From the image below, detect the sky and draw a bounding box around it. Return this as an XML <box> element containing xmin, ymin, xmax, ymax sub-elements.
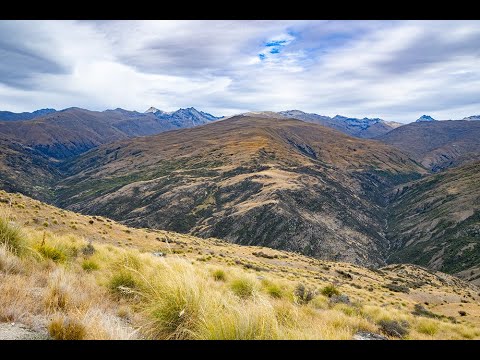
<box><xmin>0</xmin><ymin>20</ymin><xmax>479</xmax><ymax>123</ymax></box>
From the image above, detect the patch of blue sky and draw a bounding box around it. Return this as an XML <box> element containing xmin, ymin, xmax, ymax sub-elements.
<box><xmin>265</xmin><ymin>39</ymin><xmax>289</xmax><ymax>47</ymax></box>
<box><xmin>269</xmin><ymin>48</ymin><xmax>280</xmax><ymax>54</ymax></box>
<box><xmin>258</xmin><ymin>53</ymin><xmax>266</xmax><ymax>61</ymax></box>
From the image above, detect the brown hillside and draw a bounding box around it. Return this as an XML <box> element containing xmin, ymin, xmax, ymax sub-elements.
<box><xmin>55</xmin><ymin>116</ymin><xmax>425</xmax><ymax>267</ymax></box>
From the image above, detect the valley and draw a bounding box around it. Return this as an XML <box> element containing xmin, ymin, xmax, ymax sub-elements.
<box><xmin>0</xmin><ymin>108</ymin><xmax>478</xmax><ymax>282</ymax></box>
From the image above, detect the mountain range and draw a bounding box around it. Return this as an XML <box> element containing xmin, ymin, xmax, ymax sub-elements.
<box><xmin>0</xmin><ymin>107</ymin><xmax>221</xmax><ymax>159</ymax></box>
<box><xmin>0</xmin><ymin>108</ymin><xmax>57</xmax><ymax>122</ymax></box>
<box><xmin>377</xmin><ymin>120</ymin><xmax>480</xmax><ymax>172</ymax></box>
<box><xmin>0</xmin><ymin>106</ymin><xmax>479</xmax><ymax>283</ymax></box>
------------
Your assignment:
Nothing but the lines from the one containing "From the image above, detect the valley" through the final line of the listing above belongs in the answer; set them down exactly.

Your solution:
From the image above, detect the valley and draw a bounding box around it. Return this as an XML <box> element containing xmin, ymin, xmax, ymax sub-elements.
<box><xmin>0</xmin><ymin>108</ymin><xmax>478</xmax><ymax>282</ymax></box>
From the image above, detect the mountain range and draw a bounding box around it. Return this as an XML <box> element containing xmin, ymin, xmax, ymax sub-elements.
<box><xmin>0</xmin><ymin>107</ymin><xmax>221</xmax><ymax>159</ymax></box>
<box><xmin>0</xmin><ymin>108</ymin><xmax>57</xmax><ymax>122</ymax></box>
<box><xmin>377</xmin><ymin>120</ymin><xmax>480</xmax><ymax>172</ymax></box>
<box><xmin>0</xmin><ymin>106</ymin><xmax>479</xmax><ymax>283</ymax></box>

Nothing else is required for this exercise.